PASSAGE PROVIDED =
▬▬▬▬▬▬
It would suck quite a bit since I'm a musician, but there are some up sides to being a musician as well. I can sit down and read a conductors score of a symphony and have it play in my head so I still believe I would be able to experience new music (or at least music I haven't been exposed to) and still hear it ... at least in my head. Yay for decades of theory and ear training.

I think I would have to almost give up on my current career path if I were blind, but I'm not sure how much being deaf would really matter, especially since I'd still be able to talk as well as I do now. I don't have a car anyway since I live in a city, so not having a license wouldn't be that bad, and I still could drive in an emergency ... not like you forget how. I imagine the main issue would be having to learn to read lips and sign, which isn't much worse than simply learning a new language anyway.

Heck, even with modern cell phones / texting and all that, if Debra couldn't yell to me if she were in another room she could just text and it would vibrate and all that.
▬▬▬▬▬▬
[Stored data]
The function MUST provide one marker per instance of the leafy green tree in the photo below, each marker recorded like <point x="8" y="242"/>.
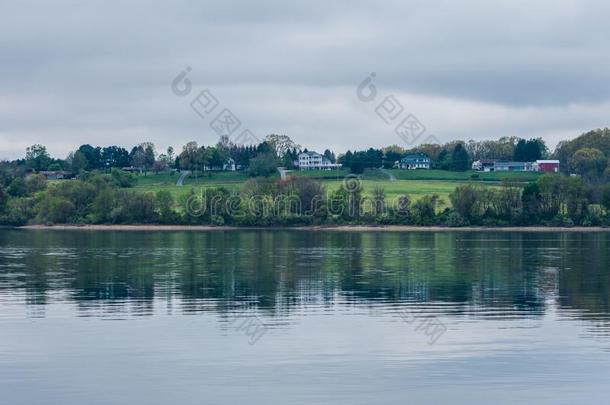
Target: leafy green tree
<point x="264" y="164"/>
<point x="460" y="161"/>
<point x="18" y="187"/>
<point x="3" y="199"/>
<point x="606" y="198"/>
<point x="466" y="202"/>
<point x="92" y="156"/>
<point x="37" y="158"/>
<point x="589" y="163"/>
<point x="165" y="207"/>
<point x="424" y="209"/>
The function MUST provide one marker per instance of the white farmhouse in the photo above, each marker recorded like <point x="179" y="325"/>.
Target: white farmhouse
<point x="314" y="161"/>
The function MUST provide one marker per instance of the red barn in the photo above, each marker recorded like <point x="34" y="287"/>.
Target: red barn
<point x="550" y="166"/>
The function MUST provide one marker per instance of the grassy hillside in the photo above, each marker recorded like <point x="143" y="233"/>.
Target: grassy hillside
▬▬▬▬▬▬
DIRECTIONS FOR THIS TASK =
In the passage about being deaf or blind, what does the writer say they can read and have play in their head? The records have nothing to do with the passage.

EXERCISE ANSWER =
A conductor's score of a symphony.